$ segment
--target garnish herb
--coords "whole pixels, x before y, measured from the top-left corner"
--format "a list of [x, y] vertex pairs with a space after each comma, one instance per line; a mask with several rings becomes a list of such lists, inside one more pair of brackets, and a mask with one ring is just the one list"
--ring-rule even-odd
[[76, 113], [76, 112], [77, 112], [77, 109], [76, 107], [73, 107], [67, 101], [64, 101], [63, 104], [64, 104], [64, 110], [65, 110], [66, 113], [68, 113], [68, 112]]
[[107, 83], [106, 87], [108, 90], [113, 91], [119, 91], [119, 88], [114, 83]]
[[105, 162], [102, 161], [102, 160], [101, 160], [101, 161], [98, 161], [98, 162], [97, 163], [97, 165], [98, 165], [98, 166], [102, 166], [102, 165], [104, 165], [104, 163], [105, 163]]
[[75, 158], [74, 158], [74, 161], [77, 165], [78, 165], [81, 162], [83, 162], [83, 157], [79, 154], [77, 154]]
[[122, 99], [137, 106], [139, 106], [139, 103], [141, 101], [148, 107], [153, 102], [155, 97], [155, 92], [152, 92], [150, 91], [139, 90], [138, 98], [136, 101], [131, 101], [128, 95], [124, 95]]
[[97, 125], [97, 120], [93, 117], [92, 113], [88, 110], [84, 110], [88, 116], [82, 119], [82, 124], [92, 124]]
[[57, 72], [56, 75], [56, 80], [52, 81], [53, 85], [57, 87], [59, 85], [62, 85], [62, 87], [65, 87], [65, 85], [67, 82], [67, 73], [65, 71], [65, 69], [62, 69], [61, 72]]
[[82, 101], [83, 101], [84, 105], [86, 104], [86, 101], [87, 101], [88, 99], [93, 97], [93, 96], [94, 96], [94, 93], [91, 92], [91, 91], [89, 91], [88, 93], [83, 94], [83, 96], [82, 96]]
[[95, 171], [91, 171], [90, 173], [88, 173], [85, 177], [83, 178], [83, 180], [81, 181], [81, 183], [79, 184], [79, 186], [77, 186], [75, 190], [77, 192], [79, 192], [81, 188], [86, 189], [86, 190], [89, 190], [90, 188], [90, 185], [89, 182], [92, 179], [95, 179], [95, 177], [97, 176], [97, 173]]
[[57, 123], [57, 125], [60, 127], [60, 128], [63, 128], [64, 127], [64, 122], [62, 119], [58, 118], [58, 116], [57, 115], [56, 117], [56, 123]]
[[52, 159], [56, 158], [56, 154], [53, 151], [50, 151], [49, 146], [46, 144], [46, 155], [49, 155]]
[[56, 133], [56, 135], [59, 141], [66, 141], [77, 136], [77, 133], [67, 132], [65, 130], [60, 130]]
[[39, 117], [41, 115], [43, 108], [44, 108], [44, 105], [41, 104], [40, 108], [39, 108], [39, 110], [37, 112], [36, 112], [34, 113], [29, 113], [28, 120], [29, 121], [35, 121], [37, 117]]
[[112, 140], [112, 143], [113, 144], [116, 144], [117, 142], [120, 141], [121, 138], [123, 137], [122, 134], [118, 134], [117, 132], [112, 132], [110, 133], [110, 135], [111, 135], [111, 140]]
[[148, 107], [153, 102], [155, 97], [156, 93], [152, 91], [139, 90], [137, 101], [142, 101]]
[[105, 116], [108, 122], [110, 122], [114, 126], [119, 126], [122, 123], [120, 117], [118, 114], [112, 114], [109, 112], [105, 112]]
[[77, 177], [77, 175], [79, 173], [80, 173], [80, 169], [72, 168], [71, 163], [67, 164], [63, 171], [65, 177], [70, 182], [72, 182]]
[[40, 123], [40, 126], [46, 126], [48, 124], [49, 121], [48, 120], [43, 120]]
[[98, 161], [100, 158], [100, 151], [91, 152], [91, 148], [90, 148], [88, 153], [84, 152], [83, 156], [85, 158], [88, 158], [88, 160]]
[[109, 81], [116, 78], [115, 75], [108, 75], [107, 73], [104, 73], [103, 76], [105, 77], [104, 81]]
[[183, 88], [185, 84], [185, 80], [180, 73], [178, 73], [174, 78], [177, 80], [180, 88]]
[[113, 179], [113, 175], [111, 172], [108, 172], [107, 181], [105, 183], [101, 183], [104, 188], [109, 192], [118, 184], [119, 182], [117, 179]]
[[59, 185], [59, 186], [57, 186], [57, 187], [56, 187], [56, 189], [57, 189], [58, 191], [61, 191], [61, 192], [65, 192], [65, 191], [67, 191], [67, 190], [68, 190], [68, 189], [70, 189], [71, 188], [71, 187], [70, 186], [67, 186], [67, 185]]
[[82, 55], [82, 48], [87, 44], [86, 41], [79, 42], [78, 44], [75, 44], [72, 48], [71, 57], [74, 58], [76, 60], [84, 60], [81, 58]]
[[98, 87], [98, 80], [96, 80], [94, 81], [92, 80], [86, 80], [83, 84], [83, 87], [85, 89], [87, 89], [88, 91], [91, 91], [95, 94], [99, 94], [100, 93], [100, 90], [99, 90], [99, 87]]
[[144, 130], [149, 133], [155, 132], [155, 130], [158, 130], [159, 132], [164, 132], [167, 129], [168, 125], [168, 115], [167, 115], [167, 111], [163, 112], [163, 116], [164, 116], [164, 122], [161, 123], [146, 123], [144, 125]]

======

Reproduce the rows from the very first line up to and including the line that contains "pixels, x before", and nothing else.

$ segment
--target garnish herb
--coords "whole pixels, x before y, measured from the top-left corner"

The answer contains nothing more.